# mainland China, Taiwan, Hong Kong



## kyotan

大家好！

我在东京有时候跟大陆中国的中国人和台湾人和香港人一起玩。

我一直用这样的单词； 大陆中国的中国人, 台湾人, 香港人。 这杨的说法我感觉自然因为日语是一样的， 比如说大阪人、関西人、アメリカ人(=美国人)等等。

迄今为止没问题。

我觉得中国的方针是一个中国。

但是我觉得在台湾和香港大陆中国的方针不是被大家支持着。

Is there a politically correct or neutral way to say 中国，台湾， 香港 (in a place like Tokyo, that is neither China, Taiwan, nor Hong Kong) within a group of mixed people from these areas?

我在东京跟大陆中国的中国人和台湾人和香港人一起玩的时候用中文怎样说 mainland China, Taiwan, Hong Kong, 还是 Chinese, Taiwanese, Hong Konger 我不会让人生气？

如果你是我，你打算怎么办？

谢谢。


----------



## philchinamusical

Before the moderator comes to delete this thread...

Politically，

如果你遇到来自中国大陆的中国人，你最好是说“中国大陆”“中国香港”“中国台湾”还有“中国澳门”。

输入行:
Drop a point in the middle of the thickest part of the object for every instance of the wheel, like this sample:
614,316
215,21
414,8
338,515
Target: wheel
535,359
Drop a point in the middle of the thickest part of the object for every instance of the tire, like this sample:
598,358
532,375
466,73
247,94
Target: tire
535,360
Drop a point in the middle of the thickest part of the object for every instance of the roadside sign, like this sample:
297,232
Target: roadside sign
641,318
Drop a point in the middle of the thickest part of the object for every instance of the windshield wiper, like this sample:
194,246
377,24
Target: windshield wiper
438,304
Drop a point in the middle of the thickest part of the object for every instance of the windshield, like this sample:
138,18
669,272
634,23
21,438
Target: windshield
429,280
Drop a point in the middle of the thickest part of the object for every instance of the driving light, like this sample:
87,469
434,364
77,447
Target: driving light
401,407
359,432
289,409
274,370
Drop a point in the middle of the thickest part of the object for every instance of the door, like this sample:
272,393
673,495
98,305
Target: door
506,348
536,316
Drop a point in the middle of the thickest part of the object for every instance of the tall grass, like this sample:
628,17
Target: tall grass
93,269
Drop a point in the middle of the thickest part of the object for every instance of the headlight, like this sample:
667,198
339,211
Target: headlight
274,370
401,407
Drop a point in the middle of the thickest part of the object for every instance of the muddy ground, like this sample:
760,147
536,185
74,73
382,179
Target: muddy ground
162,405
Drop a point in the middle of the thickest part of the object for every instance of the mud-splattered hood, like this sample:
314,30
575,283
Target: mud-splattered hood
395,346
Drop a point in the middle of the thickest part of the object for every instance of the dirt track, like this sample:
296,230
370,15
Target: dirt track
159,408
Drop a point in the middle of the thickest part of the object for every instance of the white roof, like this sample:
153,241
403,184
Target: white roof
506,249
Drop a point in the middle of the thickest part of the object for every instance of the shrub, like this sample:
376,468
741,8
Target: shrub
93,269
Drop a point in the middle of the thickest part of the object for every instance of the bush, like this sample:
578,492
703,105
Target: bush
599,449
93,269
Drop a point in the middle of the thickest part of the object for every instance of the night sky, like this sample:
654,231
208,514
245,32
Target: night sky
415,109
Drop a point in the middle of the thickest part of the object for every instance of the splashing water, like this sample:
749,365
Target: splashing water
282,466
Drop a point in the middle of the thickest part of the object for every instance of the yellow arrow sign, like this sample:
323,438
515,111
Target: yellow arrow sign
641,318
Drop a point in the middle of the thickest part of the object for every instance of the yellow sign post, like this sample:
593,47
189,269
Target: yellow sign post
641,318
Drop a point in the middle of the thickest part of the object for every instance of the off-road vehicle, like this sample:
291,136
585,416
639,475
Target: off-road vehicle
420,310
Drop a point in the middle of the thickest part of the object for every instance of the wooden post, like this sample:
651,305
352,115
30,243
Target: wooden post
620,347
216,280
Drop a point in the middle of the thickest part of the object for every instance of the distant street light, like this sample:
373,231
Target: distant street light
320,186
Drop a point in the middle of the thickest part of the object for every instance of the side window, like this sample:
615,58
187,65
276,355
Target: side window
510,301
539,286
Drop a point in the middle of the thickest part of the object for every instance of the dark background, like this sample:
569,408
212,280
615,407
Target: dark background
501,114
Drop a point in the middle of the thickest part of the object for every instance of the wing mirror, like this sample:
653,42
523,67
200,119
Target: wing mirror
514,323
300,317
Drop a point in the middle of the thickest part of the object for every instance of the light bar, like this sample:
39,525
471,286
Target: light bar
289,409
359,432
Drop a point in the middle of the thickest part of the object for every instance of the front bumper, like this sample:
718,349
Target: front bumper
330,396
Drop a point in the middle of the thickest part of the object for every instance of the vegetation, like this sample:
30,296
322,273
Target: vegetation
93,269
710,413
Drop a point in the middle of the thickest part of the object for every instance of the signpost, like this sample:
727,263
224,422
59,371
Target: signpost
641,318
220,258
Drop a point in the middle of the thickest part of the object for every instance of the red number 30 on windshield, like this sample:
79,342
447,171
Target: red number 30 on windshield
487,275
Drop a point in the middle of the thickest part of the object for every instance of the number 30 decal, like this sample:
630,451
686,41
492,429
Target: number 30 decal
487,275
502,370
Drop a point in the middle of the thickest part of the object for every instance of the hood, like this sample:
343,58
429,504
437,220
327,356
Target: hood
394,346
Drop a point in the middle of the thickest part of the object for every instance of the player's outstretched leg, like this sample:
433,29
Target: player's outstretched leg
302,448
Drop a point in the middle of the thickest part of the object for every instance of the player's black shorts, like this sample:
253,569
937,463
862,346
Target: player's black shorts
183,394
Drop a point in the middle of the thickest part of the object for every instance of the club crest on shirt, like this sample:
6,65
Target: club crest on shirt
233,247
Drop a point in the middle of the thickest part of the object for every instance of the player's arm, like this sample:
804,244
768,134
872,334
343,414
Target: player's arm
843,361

要做的事:
1 – 把选段里从“我在东京有时候跟大陆中国的中国人和台湾人和香港人一起玩。”到“Hong Konger 我不会让人生气？”这一段原样抄下来。
2 – 列出所有含有“background”这个词的行，大小写必须完全一致。

已解答:
1 –
我在东京有时候跟大陆中国的中国人和台湾人和香港人一起玩。

我一直用这样的单词； 大陆中国的中国人, 台湾人, 香港人。 这杨的说法我感觉自然因为日语是一样的， 比如说大阪人、関西人、アメリカ人(=美国人)等等。

迄今为止没问题。

我觉得中国的方针是一个中国。

但是我觉得在台湾和香港大陆中国的方针不是被大家支持着。

Is there a politically correct or neutral way to say 中国，台湾， 香港 (in a place like Tokyo, that is neither China, Taiwan, nor Hong Kong) within a group of mixed people from these areas?

我在东京跟大陆中国的中国人和台湾人和香港人一起玩的时候用中文怎样说 mainland China, Taiwan, Hong Kong, 还是 Chinese, Taiwanese, Hong Konger 我不会让人生气？

2 –
Drop a point in the middle of the thickest part of the object for every instance of the dark background, like this sample:
Target: dark background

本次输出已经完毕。